**AUSZUG**
* * * * * * * * *
Aber, und ich gebe zu, dass ich da jetzt ein bisschen stolz drauf bin 😉 , manchmal erweist man sich ja doch als lernfähig. Bevor ich wütend wurde, hielt ich einen Moment inne und überlegte, was die Ursache seines Verhaltens sein könnte. Und da fiel mir auf, dass wir gerade auf seiner schwierigen Hand waren, also auf der Hand, auf der er dazu tendiert, im Kreis auf die innere Schulter zu fallen. Und exakt das tat er: Er drängte auf die innere Schulter – also zu mir und wollte nicht raus. Dafür hätte ich ihn nun bestrafen können, weil er ja „ungehorsam“ war, aber viel sinnvoller und vor allem viel fairer war, dass ich mir überlegte, wie ich ihm vermitteln und ermöglichen könnte, das zu tun, was ich von ihm wollte.

Mein Lösungsansatz war dann der, dass ich mir ein Quadrat aus Dualgassen nach Michael Geitner (das sind mit Schaumstoff oder Stroh gefüllte Plastikschläuche) legte und ihm so eine deutliche Grenze setzte, um die er sich herum bewegen sollte. Es dauerte nicht lange und er verstand nicht nur, was ich wollte, sondern konnte es auch ausführen und dann von sich aus den Kreis vergrößern.
* * * * * * * * *
**AUFGABE**
Führe den Text über die Arbeit im Kreis mit den Dualgassen nach seinem letzten Satz fort.

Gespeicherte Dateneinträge
* * * * * * * * *
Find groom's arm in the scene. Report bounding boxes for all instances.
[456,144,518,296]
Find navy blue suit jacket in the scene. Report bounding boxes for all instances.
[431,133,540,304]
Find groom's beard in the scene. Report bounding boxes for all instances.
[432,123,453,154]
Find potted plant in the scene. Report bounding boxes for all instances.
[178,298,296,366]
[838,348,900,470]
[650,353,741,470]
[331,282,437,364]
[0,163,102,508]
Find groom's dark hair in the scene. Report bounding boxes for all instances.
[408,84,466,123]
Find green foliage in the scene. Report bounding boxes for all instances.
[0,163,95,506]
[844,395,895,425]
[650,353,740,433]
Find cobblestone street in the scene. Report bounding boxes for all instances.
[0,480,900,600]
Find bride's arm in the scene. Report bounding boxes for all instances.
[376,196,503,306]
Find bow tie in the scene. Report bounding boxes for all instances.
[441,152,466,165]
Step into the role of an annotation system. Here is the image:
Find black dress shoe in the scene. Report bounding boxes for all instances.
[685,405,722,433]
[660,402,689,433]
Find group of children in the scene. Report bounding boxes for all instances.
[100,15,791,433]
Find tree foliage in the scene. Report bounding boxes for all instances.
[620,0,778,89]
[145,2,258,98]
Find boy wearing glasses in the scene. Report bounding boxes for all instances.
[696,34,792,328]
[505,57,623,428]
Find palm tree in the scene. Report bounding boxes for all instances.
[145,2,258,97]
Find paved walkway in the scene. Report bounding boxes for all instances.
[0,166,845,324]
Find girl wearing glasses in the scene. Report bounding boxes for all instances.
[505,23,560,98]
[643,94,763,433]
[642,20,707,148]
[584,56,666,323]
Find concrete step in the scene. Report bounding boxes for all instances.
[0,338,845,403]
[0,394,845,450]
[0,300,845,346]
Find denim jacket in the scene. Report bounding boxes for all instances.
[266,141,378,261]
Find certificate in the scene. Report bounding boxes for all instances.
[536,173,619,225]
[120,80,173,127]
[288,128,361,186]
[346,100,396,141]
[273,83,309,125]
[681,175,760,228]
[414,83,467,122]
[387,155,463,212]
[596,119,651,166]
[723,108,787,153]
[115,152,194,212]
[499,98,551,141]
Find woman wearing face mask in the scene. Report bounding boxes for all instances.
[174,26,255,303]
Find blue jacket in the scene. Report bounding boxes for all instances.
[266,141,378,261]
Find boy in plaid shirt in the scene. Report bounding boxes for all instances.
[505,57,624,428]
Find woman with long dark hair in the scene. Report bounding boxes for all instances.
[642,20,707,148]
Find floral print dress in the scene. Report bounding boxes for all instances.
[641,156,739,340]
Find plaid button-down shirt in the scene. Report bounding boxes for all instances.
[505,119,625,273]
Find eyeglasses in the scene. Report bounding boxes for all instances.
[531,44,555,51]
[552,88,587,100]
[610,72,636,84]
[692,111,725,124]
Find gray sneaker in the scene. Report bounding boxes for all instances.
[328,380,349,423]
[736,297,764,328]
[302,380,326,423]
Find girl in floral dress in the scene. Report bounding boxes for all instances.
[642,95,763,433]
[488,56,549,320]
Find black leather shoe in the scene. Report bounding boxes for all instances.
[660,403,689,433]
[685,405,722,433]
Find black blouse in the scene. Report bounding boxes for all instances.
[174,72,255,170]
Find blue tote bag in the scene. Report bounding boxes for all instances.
* * * * * * * * *
**ERGEBNIS**
Auch beim Reiten haben wir gerade mächtig damit zu tun, dass er mir auf der einen Hand immer zur Seite ausbricht. Auch das könnte man natürlich leicht als Testen oder pubertären Ungehorsam auslegen. Ich entscheide mich aber dazu, die größere Portion davon als Unvermögen zu deuten, gepaart mit einem kleinen Schuss Pubertät – und damit ist es nun meine Aufgabe, daran zu arbeiten, dass er es besser hinbekommen kann.

Man hört so oft Sätze wie: „Die testet nur“ oder „Der veräppelt dich nur“. Ich komme immer mehr dazu, dass das in deutlich weniger Fällen wirklich der Fall ist, als die meisten glauben. Wie seht Ihr das?

29. Oktober 2008 von Tania Konnerth • Kategorie: Umgang 13 Kommentare »

 

13 Reaktionen zu “Und wieder einmal: Das Thema „Ungehorsam“”

 

Von Claudia • 29. Oktober 2008

Hallo Tania,

ich habe gerade deinen Blog gelesen. Ich habe letztes Jahr im Oktober meine Hafi Stute Lissy gekauft. Die Vorbesitzerin meinte Lissy sei stur, man könne nicht mit ihr nur mit Halfter und Strick spatzieren gehen, man könne sie nicht ohne KANDARRE reiten, man könne sie nicht ohne Trense und ohne Sattel reiten. Die Erklärung dafür war von der Vorbesitzerin, dass sie ihren eigenen Willen hätte und den versuche durch zu setzen. Nun ich kann nur dazu sagen, dass sich meine Lissy ohne Trense und Sattel reiten lässt, dass ich mit ihre nur mit Halfter und Strick spazieren gehe und dass wir ohne KANDARRE reiten, einfach mit Wassergebiss. Ich glaube schon, dass willensstarke Pferde ihre Reiter testen. Aber ich glaube auch, dass es oftmals von Reiter als Entschuldigung genuztt wird, da man sich dann nicht so intensiv mit dem Pferd beschäftigen muss. Nur ist dann die Frage: wie will Reiter sein Pferd verstehen, wenn Reiter sich nicht mit seinem Pferd auseinander setzt ????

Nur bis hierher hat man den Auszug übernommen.